----- 本文
いま、TODAY!心斎橋で、徹夜になりそうな仕事…続行中なのだが、
あまりに月が綺麗で、ちょっと休憩中。窓から眺めているだけではもったいないので、ベランダに出て撮ってみた。(中秋の名月2015 大阪・心斎橋)
病気になってから、私は、星より月を眺めるようになった。
手術を受けた後ぐらいから、月がとても気になるようになった。
自分の心と向き合うときは、なぜか月を見上げたくなる。
北斗さんの入院・手術の報道で、ここ数日、
TODAY!に来られる患者さんが、とても不安な様子でお見えになる。
確かに、ある新聞の報道では、<手術入院1~2か月>という表現もあって、
一般的な状況とかなり違っているのだ。
たぶん、記者の方が、もう少し確認をしてくだされば、報道のされ方は違っていたはず。北斗さんには、最大のエールを送っているが、
乳がんの患者さんは多いので、影響力が大きい。報道は慎重にお願いしたい。時間がない中で取材をするのは大変なことだと思うが、マスコミの方は、諸々確認をとる専門家のチョイスを間違ってはいけない。
乳がんの治療は、他のどのがんよりも更新が速い。乳がん専門医でさえ、
一刻も勉強を怠ることができないほどだ。
実際、現在の乳がん手術の入院期間は、およそ1週間(もないかも)。
全摘手術後、自分の組織で同時再建を行う場合は少し長い入院になることもあるが、その他の場合は、長く入院させてはもらえない。
脇付近に入れたドレーン(不要なリンパ液を排出するための管)が
取れれば、即退院となる。
患者側からすると、「もうちょっと、ゆっくりさせてよー」と言いたい人もいるだろうが。
リハビリ期間中も入院させてくれる病院や、病院の都合(ベッドの空きが多い場合)などで、しばらく入院させられる?ところもあるのだが、乳がんの手術は、内臓手術と違い、翌日から食事や歩行など、ほぼ普通に生活できるので、長い入院にはならない。
----------
▶ _読んで考える_
1. 本文で、乳がん手術の入院が長くなったり、しばらく入院できたりする場合として挙げられているものをすべて書き出してください。
2. 乳がん手術の入院期間について述べた本文の続きを、最後の文の後から書き進めてください。
----- 提示資料
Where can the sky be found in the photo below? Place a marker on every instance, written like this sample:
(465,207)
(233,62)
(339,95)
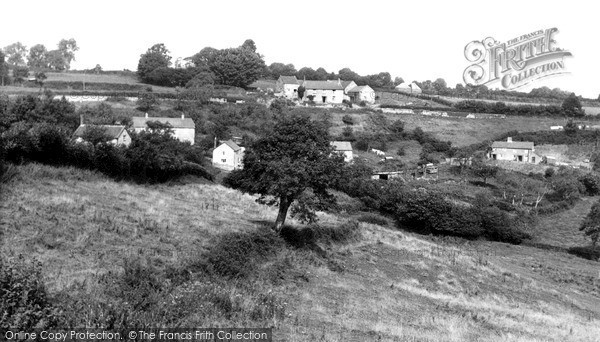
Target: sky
(416,40)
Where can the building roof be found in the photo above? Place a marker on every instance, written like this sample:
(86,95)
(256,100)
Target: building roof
(140,122)
(344,83)
(325,85)
(233,145)
(524,145)
(112,131)
(358,89)
(289,79)
(341,145)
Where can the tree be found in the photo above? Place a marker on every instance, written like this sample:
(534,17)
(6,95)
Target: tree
(56,61)
(147,101)
(484,171)
(236,67)
(155,57)
(15,54)
(67,49)
(40,77)
(38,57)
(282,165)
(277,69)
(572,106)
(3,69)
(440,85)
(250,45)
(571,127)
(591,224)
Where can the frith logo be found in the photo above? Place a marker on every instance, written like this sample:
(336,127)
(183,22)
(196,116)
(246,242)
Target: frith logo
(515,63)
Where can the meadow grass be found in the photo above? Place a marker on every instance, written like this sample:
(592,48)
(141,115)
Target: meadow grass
(385,285)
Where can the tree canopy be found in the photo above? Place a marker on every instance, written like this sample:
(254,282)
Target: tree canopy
(282,165)
(157,56)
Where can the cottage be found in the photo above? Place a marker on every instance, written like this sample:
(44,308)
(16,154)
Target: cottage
(323,92)
(344,147)
(409,88)
(184,128)
(520,151)
(347,85)
(288,86)
(362,93)
(228,156)
(116,134)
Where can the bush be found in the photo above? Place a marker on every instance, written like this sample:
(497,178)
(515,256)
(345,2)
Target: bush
(238,254)
(587,252)
(591,182)
(348,120)
(346,232)
(24,301)
(373,219)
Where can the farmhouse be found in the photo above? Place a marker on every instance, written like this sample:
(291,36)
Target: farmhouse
(408,88)
(362,93)
(228,156)
(116,134)
(184,128)
(520,151)
(323,91)
(347,85)
(345,148)
(288,86)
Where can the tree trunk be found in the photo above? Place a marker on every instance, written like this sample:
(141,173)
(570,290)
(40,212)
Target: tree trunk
(284,204)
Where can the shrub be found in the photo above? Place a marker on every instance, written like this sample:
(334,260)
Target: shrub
(361,144)
(587,252)
(346,232)
(591,182)
(373,219)
(24,301)
(147,101)
(238,254)
(549,172)
(348,120)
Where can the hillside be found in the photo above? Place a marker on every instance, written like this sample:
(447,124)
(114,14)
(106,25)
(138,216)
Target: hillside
(386,285)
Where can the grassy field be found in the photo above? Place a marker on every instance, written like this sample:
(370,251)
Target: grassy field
(387,286)
(91,78)
(460,131)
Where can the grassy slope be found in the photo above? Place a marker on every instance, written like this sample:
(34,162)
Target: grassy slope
(394,285)
(460,131)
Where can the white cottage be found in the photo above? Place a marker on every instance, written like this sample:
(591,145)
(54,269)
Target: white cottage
(288,86)
(520,151)
(117,134)
(184,128)
(228,156)
(362,93)
(323,92)
(345,147)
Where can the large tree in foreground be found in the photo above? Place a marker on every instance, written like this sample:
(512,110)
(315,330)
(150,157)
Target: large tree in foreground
(295,157)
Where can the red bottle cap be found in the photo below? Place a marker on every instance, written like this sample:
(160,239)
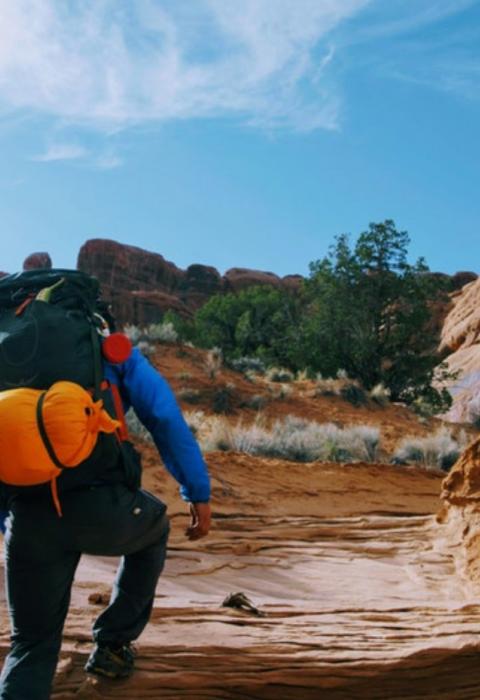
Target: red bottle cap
(116,348)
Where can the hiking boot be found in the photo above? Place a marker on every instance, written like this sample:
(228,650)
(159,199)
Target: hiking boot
(111,661)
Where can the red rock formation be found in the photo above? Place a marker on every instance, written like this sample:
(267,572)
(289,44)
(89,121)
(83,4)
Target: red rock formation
(142,286)
(37,261)
(238,278)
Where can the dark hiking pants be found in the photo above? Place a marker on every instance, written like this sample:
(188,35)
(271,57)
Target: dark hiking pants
(42,552)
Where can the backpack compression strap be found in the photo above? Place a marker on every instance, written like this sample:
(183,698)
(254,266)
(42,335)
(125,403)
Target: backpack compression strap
(50,450)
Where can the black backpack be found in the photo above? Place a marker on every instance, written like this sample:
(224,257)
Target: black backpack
(50,330)
(44,341)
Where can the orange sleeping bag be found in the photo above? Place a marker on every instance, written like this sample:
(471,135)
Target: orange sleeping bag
(71,422)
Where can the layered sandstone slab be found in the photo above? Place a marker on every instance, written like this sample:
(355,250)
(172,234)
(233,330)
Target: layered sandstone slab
(342,560)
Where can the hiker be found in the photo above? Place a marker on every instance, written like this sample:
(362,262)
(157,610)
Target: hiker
(101,514)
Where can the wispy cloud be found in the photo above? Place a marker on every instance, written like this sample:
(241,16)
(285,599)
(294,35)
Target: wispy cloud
(62,151)
(106,63)
(72,152)
(420,42)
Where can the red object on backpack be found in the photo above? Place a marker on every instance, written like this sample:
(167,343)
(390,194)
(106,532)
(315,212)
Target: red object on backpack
(116,348)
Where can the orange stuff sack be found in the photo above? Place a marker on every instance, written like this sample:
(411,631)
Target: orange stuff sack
(71,421)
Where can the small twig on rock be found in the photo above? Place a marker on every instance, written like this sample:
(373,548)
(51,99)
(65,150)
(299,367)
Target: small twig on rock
(239,601)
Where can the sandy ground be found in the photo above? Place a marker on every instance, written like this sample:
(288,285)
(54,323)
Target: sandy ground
(358,599)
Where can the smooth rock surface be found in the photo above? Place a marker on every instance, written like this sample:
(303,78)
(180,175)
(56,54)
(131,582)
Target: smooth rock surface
(359,602)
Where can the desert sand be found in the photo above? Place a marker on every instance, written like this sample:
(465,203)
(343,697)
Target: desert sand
(358,580)
(358,601)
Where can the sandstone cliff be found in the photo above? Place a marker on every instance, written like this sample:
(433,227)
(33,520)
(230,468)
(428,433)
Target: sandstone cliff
(461,339)
(460,515)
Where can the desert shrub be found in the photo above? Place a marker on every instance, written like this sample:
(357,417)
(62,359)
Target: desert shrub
(354,394)
(162,332)
(132,332)
(440,450)
(213,362)
(327,387)
(135,427)
(257,402)
(189,395)
(473,414)
(223,399)
(281,392)
(195,420)
(145,347)
(279,374)
(380,394)
(299,440)
(217,437)
(248,364)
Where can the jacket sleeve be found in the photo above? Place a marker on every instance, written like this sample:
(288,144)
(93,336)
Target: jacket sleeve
(150,395)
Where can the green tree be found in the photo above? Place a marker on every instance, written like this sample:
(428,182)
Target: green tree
(369,313)
(260,321)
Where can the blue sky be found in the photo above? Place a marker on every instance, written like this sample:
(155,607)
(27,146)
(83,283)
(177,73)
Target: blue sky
(242,133)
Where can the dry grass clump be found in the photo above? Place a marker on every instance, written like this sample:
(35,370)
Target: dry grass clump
(380,394)
(189,395)
(341,385)
(281,392)
(438,451)
(157,332)
(248,364)
(294,439)
(213,362)
(279,374)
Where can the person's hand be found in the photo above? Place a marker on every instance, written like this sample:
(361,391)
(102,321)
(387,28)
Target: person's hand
(201,514)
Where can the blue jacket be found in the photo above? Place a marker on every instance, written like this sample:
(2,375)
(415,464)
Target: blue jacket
(143,387)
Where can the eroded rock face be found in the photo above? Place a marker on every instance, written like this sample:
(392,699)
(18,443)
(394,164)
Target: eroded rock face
(141,286)
(37,261)
(238,278)
(460,514)
(461,336)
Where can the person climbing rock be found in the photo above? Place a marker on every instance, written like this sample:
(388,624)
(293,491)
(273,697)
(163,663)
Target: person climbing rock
(96,506)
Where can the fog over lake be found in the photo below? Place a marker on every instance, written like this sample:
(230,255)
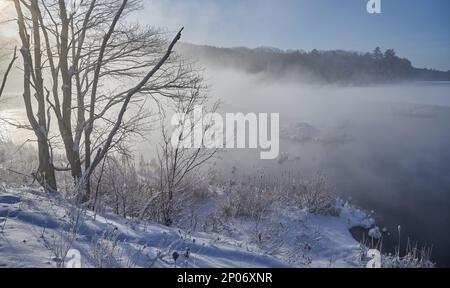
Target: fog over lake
(387,147)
----------
▶ _各問の解答_
1.
・全摘手術後、自分の組織で同時再建を行う場合
・リハビリ期間中も入院させてくれる病院
・病院の都合(ベッドの空きが多い場合)

2.
(16年前、大昔の私の手術後でさえ、術後最初に出された病院の食事は、なんと、ハンバーガーだった。一瞬、え?と思ったが、あまりにお腹がすいていたので、迷わずいただき、おいしかった~!のを思い出した。)
退院したら、すぐに仕事に出る人もいる。また、現在は、副作用の管理が進み、仕事を続けながら抗がん剤治療をしている人もいる。
先週末、TODAY!青山で、乳がん専用ブラとシリコンパッドをお求めになった患者さんは、手術退院後も、抗がん剤治療中も、ほぼ休むことなく飲食業の現場に立たれたそうで、男性スタッフと共に厨房でもハードに動かれるために、術後のお胸を守るためにもシリコンパッドが安心!とおっしゃっておられた。一人一人、それぞれの事情を抱えながらも、一歩一歩、前に進んでいる患者さんたちと、私は毎日お会いしている。
「がん」と言われたときは、だれでも驚くし、不安でたまらないだろう。
恐ろしい情報ばかりが目や耳にとびこんで来て、さらに不安になったり、
あれこれ想像して取り越し苦労を続けると、大事な選択を間違ってしまうこともある。
まず、しっかりと<正しい情報>を入手することが大切だ。
乳がん治療の場合は、長きに渡り、大勢の先輩患者さんたちが身体をはって試してくれたおかげで、「効果と安全性が確認された」ガイドラインが確立している。
「患者さんのための 乳がん診療ガイドライン2014年版
(日本乳癌学会編)」を、まず読んでほしい。
これは、書籍だけでなく、日本乳癌学会のホームページ上にも、
全文アップされている(↑リンクはってあります!)。
正しい情報や知識を持つと、見えなかった道が見えてきて、
乳がんを恐れず、主治医とこの先の治療計画を立てて、
一歩一歩進んでいくことができるようになる。
それでも、気持ちは、行ったり来たり、落ちたり上がったりするけれど、心配しなくていい。身体にも、心にも自然治癒力はある。なんとかなっていくものだ。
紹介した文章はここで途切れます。